● Task details
Pick out each line in the data below that contains the word "vine", and copy those lines.

Named object pointing data:
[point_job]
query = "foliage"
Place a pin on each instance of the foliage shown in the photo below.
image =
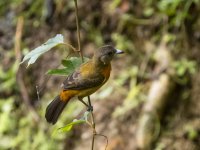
(37, 52)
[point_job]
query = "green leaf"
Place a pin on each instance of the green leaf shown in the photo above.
(63, 71)
(69, 64)
(69, 126)
(33, 55)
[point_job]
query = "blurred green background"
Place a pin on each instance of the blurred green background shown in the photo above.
(139, 28)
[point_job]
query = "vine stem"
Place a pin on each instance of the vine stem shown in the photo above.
(81, 55)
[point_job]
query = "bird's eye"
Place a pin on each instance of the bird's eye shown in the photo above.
(110, 53)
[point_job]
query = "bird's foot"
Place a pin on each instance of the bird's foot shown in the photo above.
(90, 108)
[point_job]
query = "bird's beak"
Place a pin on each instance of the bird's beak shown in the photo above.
(118, 51)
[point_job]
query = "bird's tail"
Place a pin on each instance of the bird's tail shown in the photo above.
(54, 109)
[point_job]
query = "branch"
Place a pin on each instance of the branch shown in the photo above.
(23, 89)
(81, 55)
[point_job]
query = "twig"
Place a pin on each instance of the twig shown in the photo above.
(23, 90)
(81, 55)
(78, 32)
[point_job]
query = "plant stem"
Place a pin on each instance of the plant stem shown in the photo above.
(78, 31)
(81, 55)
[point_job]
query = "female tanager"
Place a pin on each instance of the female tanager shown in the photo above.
(84, 81)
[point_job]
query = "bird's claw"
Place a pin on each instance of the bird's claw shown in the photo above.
(90, 108)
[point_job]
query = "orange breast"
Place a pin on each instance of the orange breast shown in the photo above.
(106, 72)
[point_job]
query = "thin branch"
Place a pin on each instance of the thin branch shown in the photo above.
(23, 89)
(78, 32)
(81, 55)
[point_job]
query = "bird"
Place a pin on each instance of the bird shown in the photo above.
(84, 81)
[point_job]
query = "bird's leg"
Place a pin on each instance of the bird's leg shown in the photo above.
(90, 108)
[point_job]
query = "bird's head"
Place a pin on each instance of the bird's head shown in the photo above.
(106, 53)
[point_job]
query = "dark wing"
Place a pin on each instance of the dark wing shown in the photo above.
(76, 82)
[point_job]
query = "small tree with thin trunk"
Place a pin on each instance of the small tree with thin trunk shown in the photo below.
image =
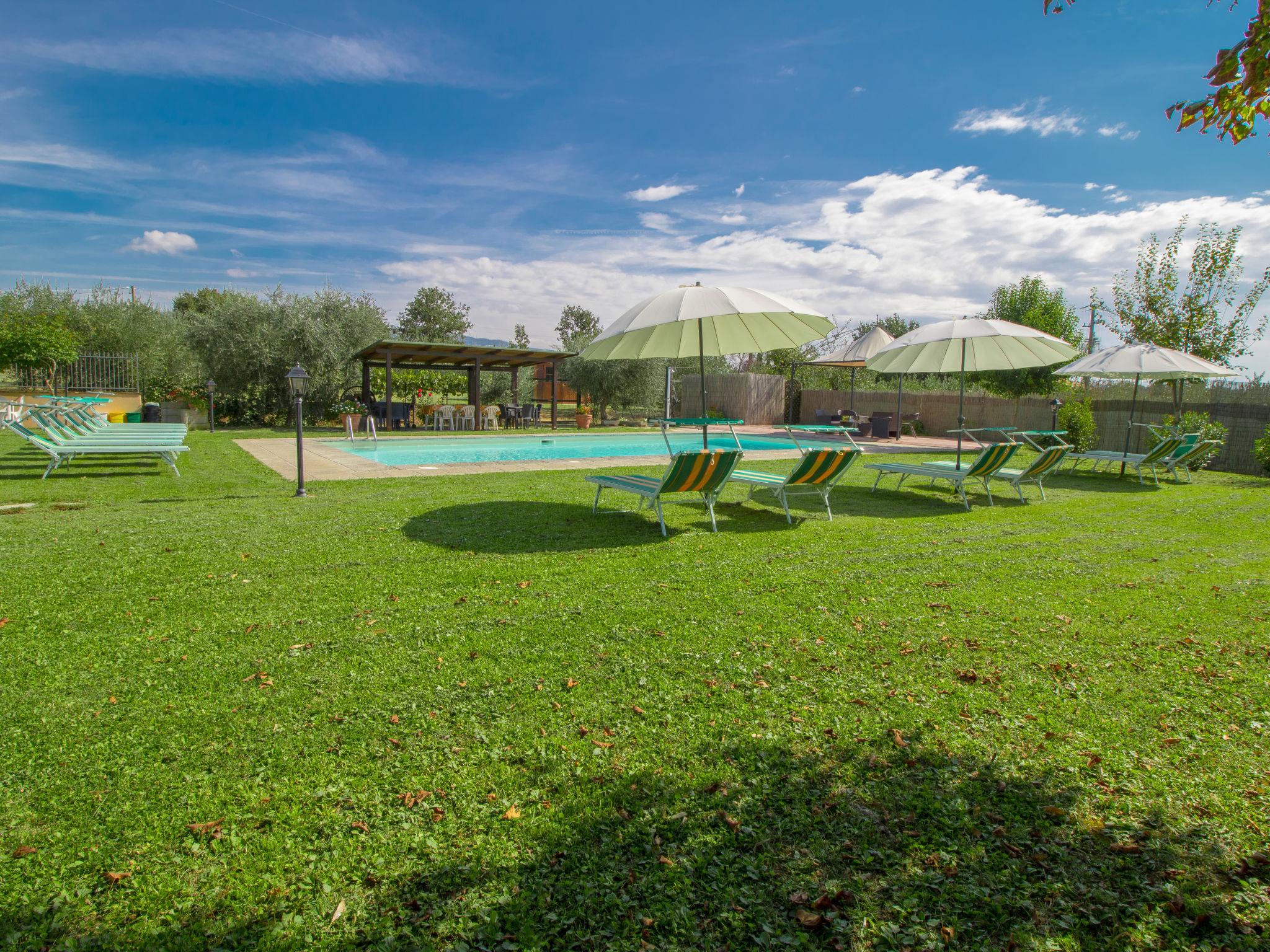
(1212, 315)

● Solution for this exercise
query = "vine stem"
Place a pin on each instance of the vine stem shown in the photo above.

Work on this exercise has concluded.